Source records
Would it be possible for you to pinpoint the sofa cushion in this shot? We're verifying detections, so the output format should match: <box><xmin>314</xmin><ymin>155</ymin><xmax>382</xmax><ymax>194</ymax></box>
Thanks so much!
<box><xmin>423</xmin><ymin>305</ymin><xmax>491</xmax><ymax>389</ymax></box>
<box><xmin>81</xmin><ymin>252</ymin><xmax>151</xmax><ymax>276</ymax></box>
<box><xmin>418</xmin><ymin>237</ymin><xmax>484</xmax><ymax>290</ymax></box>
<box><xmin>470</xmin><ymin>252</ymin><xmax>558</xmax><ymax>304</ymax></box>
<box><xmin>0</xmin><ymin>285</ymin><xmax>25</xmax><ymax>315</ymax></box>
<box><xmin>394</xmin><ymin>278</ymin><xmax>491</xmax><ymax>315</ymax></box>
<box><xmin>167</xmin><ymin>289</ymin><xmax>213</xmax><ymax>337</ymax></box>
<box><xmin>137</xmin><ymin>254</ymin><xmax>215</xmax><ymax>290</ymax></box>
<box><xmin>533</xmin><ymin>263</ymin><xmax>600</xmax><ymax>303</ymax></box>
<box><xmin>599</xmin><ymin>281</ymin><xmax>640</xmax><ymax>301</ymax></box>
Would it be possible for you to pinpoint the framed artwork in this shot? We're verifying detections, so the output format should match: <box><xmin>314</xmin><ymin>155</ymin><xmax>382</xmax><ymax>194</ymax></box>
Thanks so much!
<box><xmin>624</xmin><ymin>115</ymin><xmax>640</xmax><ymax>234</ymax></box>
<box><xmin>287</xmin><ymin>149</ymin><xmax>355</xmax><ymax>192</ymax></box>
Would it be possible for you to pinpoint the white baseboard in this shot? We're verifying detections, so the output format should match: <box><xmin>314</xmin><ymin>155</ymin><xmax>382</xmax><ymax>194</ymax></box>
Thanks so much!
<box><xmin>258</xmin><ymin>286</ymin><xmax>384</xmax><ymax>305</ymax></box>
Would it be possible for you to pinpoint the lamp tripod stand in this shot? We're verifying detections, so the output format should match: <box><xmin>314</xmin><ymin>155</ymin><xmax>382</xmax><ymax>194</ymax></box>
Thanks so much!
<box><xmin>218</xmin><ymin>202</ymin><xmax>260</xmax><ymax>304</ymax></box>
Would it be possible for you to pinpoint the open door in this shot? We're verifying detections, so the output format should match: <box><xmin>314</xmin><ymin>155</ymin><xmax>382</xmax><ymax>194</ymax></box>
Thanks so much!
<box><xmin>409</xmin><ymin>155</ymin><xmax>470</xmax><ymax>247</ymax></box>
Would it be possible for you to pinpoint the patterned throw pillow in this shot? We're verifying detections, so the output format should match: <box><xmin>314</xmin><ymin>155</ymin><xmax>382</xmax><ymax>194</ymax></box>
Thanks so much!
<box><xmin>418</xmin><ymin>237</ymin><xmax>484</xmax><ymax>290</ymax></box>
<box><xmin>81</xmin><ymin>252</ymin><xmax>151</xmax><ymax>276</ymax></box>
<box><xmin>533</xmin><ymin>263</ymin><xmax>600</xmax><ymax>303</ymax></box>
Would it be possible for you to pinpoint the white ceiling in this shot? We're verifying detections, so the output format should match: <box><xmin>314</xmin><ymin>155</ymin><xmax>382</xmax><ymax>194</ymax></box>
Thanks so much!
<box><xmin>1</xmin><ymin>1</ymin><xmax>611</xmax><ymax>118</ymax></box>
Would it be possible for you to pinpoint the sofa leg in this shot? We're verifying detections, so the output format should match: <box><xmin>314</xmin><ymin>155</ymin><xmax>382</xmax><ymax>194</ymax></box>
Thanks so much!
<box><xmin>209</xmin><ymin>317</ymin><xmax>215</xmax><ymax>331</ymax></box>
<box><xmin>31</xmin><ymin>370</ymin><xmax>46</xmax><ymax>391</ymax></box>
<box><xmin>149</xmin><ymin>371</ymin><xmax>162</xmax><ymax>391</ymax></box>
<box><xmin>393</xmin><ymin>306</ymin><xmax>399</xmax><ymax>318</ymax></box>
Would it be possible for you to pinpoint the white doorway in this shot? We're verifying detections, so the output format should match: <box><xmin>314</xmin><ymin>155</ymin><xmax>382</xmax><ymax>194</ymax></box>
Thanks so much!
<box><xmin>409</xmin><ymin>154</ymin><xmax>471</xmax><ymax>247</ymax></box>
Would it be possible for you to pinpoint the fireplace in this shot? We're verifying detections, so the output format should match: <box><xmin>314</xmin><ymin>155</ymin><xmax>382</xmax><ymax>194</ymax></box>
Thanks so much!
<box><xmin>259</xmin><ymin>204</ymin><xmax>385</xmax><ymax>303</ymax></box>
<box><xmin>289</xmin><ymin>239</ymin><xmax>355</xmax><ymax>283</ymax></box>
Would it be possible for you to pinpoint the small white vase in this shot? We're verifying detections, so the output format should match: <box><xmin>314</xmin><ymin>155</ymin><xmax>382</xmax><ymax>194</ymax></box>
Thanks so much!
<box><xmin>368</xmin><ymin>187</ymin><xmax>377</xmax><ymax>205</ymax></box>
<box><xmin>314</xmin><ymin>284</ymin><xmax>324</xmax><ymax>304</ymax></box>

INSTRUCTIONS FOR THE TASK: Print the records above exactly as written.

ANSWER SPACE:
Would it be possible for you to pinpoint the sofa cushion in this shot? We're verifying detections, so the output format should match: <box><xmin>314</xmin><ymin>155</ymin><xmax>382</xmax><ymax>194</ymax></box>
Thanks so much!
<box><xmin>423</xmin><ymin>305</ymin><xmax>491</xmax><ymax>389</ymax></box>
<box><xmin>81</xmin><ymin>252</ymin><xmax>151</xmax><ymax>276</ymax></box>
<box><xmin>418</xmin><ymin>237</ymin><xmax>484</xmax><ymax>290</ymax></box>
<box><xmin>470</xmin><ymin>252</ymin><xmax>558</xmax><ymax>304</ymax></box>
<box><xmin>0</xmin><ymin>285</ymin><xmax>25</xmax><ymax>315</ymax></box>
<box><xmin>394</xmin><ymin>278</ymin><xmax>491</xmax><ymax>315</ymax></box>
<box><xmin>167</xmin><ymin>289</ymin><xmax>213</xmax><ymax>337</ymax></box>
<box><xmin>137</xmin><ymin>254</ymin><xmax>215</xmax><ymax>290</ymax></box>
<box><xmin>533</xmin><ymin>263</ymin><xmax>600</xmax><ymax>303</ymax></box>
<box><xmin>599</xmin><ymin>281</ymin><xmax>640</xmax><ymax>301</ymax></box>
Would it be possible for you to pinpoint the framed artwork in this shot? We're verifying detections, so the output format should match: <box><xmin>314</xmin><ymin>155</ymin><xmax>382</xmax><ymax>194</ymax></box>
Thanks so much!
<box><xmin>624</xmin><ymin>115</ymin><xmax>640</xmax><ymax>234</ymax></box>
<box><xmin>287</xmin><ymin>149</ymin><xmax>355</xmax><ymax>192</ymax></box>
Would it be possible for you to pinpoint the white baseboard in this shot? We're verifying detections, so the output format should match: <box><xmin>314</xmin><ymin>155</ymin><xmax>382</xmax><ymax>194</ymax></box>
Thanks so much!
<box><xmin>258</xmin><ymin>286</ymin><xmax>384</xmax><ymax>305</ymax></box>
Would it be possible for you to pinpoint the lamp tripod stand in this shot? We're verifying detections, so the output format should match: <box><xmin>314</xmin><ymin>155</ymin><xmax>382</xmax><ymax>194</ymax></box>
Thanks so much!
<box><xmin>218</xmin><ymin>202</ymin><xmax>260</xmax><ymax>304</ymax></box>
Would it be possible for you to pinpoint the open door in this shot? We're verifying detections, so the output format should match: <box><xmin>314</xmin><ymin>155</ymin><xmax>382</xmax><ymax>194</ymax></box>
Thanks so much!
<box><xmin>409</xmin><ymin>155</ymin><xmax>470</xmax><ymax>247</ymax></box>
Would it be possible for you to pinpoint the patterned throw pillow in this shot? We're verifying detections, so the output format should match: <box><xmin>314</xmin><ymin>155</ymin><xmax>382</xmax><ymax>194</ymax></box>
Thanks so much!
<box><xmin>418</xmin><ymin>237</ymin><xmax>484</xmax><ymax>290</ymax></box>
<box><xmin>81</xmin><ymin>252</ymin><xmax>151</xmax><ymax>276</ymax></box>
<box><xmin>533</xmin><ymin>263</ymin><xmax>600</xmax><ymax>303</ymax></box>
Would it be possible for you to pinpoint the white ceiling in this shot? We're verifying detections, so the output format should match: <box><xmin>314</xmin><ymin>155</ymin><xmax>382</xmax><ymax>194</ymax></box>
Thanks so much!
<box><xmin>1</xmin><ymin>1</ymin><xmax>611</xmax><ymax>118</ymax></box>
Would it be possible for you to pinpoint the sofa leg in this shot? We're verifying detections, so the output format should match: <box><xmin>314</xmin><ymin>155</ymin><xmax>382</xmax><ymax>194</ymax></box>
Thanks so much!
<box><xmin>209</xmin><ymin>317</ymin><xmax>215</xmax><ymax>331</ymax></box>
<box><xmin>31</xmin><ymin>370</ymin><xmax>46</xmax><ymax>391</ymax></box>
<box><xmin>149</xmin><ymin>371</ymin><xmax>162</xmax><ymax>391</ymax></box>
<box><xmin>393</xmin><ymin>306</ymin><xmax>399</xmax><ymax>318</ymax></box>
Would it be possible for you to pinpoint the white doorway in this shot? We're verifying detections, so the output format should match: <box><xmin>314</xmin><ymin>155</ymin><xmax>382</xmax><ymax>194</ymax></box>
Thanks so much!
<box><xmin>409</xmin><ymin>154</ymin><xmax>471</xmax><ymax>247</ymax></box>
Would it be possible for you to pinpoint the fireplace in this shot? We're verifying detections, so the output format should match: <box><xmin>314</xmin><ymin>155</ymin><xmax>382</xmax><ymax>194</ymax></box>
Thanks so much!
<box><xmin>259</xmin><ymin>204</ymin><xmax>385</xmax><ymax>303</ymax></box>
<box><xmin>289</xmin><ymin>239</ymin><xmax>355</xmax><ymax>283</ymax></box>
Would it be possible for you to pinpoint the small white vase in this shot? We're verifying detections, so the output format should match: <box><xmin>314</xmin><ymin>155</ymin><xmax>382</xmax><ymax>194</ymax></box>
Thanks so much!
<box><xmin>368</xmin><ymin>187</ymin><xmax>377</xmax><ymax>205</ymax></box>
<box><xmin>314</xmin><ymin>284</ymin><xmax>324</xmax><ymax>304</ymax></box>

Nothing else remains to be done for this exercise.